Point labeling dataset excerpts

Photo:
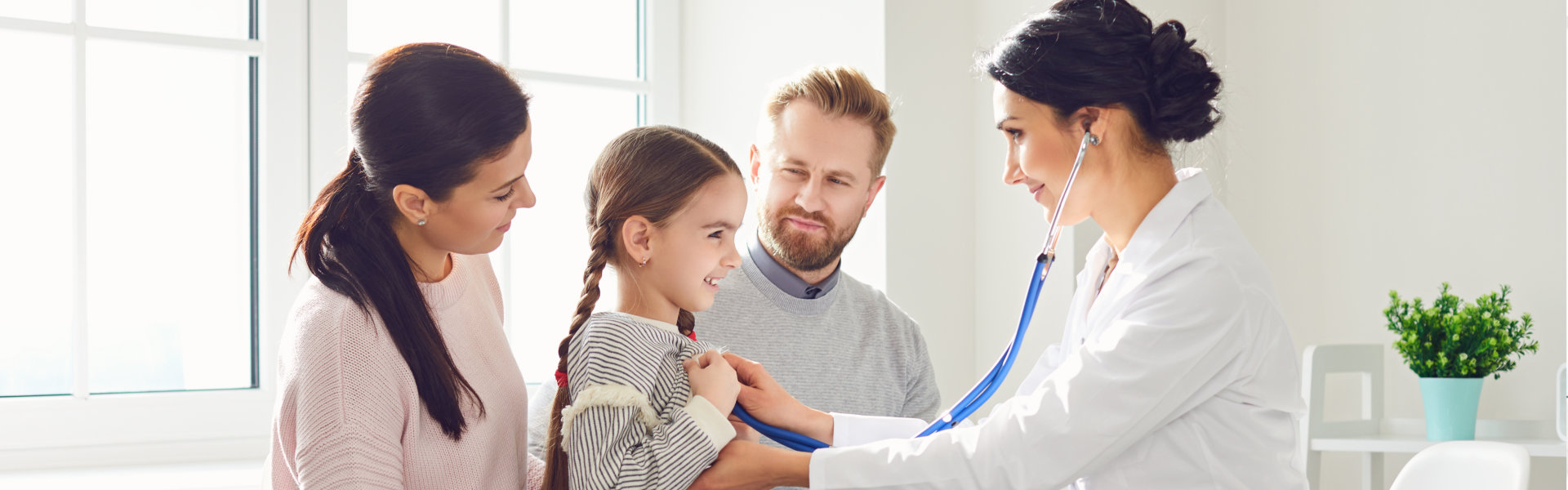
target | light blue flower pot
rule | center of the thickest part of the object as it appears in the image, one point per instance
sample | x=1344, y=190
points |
x=1450, y=408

▸ WORK TO DO: Copy the rows above word for word, leaving out the pictures.

▸ RIGHT ANSWER:
Photo:
target | light blue flower pot
rule | center of the thickest part of the object as it appears in the image, one point per instance
sample | x=1344, y=190
points |
x=1450, y=408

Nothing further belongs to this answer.